■ **Data extracts**:

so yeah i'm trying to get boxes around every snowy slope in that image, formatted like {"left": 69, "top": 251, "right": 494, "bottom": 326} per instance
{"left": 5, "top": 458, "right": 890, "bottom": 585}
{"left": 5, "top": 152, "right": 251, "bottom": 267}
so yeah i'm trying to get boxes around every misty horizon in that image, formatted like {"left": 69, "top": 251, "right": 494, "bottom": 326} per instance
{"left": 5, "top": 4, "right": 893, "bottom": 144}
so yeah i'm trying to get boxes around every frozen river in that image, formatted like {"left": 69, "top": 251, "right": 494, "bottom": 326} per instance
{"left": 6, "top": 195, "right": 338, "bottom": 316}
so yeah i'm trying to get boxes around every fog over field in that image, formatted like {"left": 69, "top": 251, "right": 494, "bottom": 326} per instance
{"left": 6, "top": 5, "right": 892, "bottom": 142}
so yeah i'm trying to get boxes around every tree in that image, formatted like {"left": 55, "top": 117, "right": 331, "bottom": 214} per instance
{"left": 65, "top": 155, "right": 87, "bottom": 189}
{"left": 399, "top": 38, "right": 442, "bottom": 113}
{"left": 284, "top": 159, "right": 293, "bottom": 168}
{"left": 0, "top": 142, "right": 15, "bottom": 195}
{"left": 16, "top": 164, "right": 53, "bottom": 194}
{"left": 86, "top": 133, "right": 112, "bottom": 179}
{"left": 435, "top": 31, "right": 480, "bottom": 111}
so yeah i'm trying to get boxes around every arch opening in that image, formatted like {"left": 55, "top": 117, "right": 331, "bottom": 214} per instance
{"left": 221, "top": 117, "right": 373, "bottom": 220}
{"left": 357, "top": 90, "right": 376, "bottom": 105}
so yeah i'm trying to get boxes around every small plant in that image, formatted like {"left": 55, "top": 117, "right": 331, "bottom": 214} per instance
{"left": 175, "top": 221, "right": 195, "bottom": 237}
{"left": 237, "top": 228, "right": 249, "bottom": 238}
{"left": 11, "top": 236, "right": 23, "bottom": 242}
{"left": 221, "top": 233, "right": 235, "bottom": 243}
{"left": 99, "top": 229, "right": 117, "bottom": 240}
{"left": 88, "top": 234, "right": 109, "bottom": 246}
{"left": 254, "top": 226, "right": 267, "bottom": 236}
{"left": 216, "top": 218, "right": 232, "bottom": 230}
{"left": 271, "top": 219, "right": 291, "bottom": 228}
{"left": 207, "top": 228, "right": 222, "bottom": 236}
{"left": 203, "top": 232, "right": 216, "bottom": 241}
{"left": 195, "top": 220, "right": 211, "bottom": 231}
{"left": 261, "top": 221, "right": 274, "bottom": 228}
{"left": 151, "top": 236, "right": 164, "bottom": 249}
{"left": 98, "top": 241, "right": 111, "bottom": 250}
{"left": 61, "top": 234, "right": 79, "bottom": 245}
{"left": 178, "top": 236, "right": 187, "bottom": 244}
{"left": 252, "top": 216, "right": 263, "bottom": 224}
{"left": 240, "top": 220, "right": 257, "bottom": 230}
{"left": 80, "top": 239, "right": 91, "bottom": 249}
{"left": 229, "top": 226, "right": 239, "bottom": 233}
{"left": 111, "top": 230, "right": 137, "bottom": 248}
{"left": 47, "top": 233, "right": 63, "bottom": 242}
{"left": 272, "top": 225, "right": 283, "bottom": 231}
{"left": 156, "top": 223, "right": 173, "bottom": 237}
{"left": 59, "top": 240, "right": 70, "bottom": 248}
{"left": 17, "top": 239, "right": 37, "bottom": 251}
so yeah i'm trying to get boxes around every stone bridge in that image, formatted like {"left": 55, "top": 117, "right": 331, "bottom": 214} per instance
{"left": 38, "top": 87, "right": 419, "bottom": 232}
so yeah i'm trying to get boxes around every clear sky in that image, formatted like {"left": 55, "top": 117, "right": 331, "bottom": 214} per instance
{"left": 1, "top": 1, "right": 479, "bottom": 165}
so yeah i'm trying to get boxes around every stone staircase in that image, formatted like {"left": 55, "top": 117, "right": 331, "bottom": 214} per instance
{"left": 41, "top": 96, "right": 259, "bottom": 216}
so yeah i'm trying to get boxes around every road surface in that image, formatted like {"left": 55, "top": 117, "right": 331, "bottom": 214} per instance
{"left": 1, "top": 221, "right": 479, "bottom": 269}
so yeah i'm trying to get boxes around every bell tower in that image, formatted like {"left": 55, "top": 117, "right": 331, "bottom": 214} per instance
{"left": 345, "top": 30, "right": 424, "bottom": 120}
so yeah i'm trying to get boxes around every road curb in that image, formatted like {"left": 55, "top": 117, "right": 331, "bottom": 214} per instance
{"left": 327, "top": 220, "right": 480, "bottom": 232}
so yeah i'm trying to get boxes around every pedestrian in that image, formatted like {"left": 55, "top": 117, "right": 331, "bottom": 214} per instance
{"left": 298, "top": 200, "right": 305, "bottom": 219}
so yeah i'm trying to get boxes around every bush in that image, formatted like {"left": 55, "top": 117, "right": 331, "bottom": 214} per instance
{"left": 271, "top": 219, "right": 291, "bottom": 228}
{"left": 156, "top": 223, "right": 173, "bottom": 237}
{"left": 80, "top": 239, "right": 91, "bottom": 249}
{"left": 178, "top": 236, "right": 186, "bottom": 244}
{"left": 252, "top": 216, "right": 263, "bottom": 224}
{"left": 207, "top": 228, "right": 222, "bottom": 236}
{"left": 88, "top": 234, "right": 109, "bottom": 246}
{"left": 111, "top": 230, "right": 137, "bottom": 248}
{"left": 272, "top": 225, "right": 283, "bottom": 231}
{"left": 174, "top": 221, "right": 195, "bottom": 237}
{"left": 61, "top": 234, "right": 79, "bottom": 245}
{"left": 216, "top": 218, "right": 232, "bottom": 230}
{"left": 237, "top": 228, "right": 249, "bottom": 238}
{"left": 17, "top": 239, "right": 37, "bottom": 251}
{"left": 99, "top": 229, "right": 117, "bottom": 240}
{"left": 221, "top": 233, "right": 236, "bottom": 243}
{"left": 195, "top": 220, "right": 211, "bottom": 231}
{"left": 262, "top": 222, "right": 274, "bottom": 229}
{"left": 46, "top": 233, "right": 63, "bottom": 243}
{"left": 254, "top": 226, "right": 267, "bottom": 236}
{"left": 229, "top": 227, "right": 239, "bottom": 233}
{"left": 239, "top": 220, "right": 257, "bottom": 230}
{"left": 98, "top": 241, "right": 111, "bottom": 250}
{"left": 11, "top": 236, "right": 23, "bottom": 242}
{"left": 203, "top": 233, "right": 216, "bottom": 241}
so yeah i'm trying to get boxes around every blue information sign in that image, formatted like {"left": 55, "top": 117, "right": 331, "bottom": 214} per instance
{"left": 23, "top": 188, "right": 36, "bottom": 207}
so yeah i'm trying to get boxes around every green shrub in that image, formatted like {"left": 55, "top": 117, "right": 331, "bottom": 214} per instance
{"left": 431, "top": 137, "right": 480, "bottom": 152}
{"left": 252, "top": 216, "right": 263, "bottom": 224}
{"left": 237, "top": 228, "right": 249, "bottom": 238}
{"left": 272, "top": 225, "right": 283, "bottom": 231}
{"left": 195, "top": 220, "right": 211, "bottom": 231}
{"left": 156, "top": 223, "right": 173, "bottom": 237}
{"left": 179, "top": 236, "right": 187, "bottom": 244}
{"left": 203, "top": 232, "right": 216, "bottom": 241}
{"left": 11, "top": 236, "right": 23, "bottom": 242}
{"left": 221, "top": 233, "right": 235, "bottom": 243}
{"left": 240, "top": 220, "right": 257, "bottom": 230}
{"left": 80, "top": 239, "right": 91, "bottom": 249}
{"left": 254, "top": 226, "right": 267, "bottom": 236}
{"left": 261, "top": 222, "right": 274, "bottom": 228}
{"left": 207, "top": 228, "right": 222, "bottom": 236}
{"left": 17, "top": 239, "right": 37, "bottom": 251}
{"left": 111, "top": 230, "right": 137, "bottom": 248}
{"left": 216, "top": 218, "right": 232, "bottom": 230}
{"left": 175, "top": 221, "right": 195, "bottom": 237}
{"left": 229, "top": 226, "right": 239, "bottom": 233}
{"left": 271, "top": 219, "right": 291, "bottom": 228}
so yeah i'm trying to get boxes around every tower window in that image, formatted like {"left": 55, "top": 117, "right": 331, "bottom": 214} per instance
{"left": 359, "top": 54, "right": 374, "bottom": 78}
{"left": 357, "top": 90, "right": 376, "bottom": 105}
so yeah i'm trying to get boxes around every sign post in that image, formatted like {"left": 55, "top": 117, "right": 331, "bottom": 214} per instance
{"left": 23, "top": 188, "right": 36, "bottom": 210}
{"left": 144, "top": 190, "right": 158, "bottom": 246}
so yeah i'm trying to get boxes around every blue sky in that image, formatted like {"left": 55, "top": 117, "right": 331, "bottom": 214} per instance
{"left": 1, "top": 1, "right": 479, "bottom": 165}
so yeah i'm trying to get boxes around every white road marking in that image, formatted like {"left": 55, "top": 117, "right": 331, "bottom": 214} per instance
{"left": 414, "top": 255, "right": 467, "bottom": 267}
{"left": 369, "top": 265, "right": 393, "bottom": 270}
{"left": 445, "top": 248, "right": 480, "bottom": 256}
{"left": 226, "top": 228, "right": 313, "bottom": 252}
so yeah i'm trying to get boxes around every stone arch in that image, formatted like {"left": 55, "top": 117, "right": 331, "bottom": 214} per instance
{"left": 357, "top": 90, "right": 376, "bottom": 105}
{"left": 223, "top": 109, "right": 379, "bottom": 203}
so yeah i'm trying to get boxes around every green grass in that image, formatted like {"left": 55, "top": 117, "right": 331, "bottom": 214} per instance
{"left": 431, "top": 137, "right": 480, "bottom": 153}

■ **Exercise brief**: Starting at the line with "so yeah i'm trying to get boxes around every sign", retype each line through the final one in the data above, unchanged and with nothing added.

■ **Result of this exercise**:
so yeah i'm trying to get boxes around every sign post in that image, formatted like {"left": 55, "top": 117, "right": 331, "bottom": 214} per instance
{"left": 23, "top": 188, "right": 36, "bottom": 210}
{"left": 144, "top": 190, "right": 158, "bottom": 246}
so yeah i'm trying to get boxes around every blue sky in that image, formatted like {"left": 55, "top": 117, "right": 331, "bottom": 214} per instance
{"left": 1, "top": 1, "right": 479, "bottom": 165}
so yeah i'm trying to get boxes around every white road marking in that image, formatted like {"left": 55, "top": 117, "right": 331, "bottom": 214} per instance
{"left": 414, "top": 255, "right": 467, "bottom": 267}
{"left": 369, "top": 265, "right": 393, "bottom": 270}
{"left": 445, "top": 248, "right": 480, "bottom": 256}
{"left": 226, "top": 228, "right": 313, "bottom": 252}
so yeah i'm trying to get boxes around every stone arch in that image, formatted like {"left": 55, "top": 117, "right": 331, "bottom": 214} per instance
{"left": 357, "top": 90, "right": 376, "bottom": 105}
{"left": 223, "top": 109, "right": 379, "bottom": 203}
so yeah i'm trying to get boxes around every green grass in that image, formatted like {"left": 55, "top": 117, "right": 331, "bottom": 214} per instance
{"left": 431, "top": 137, "right": 480, "bottom": 153}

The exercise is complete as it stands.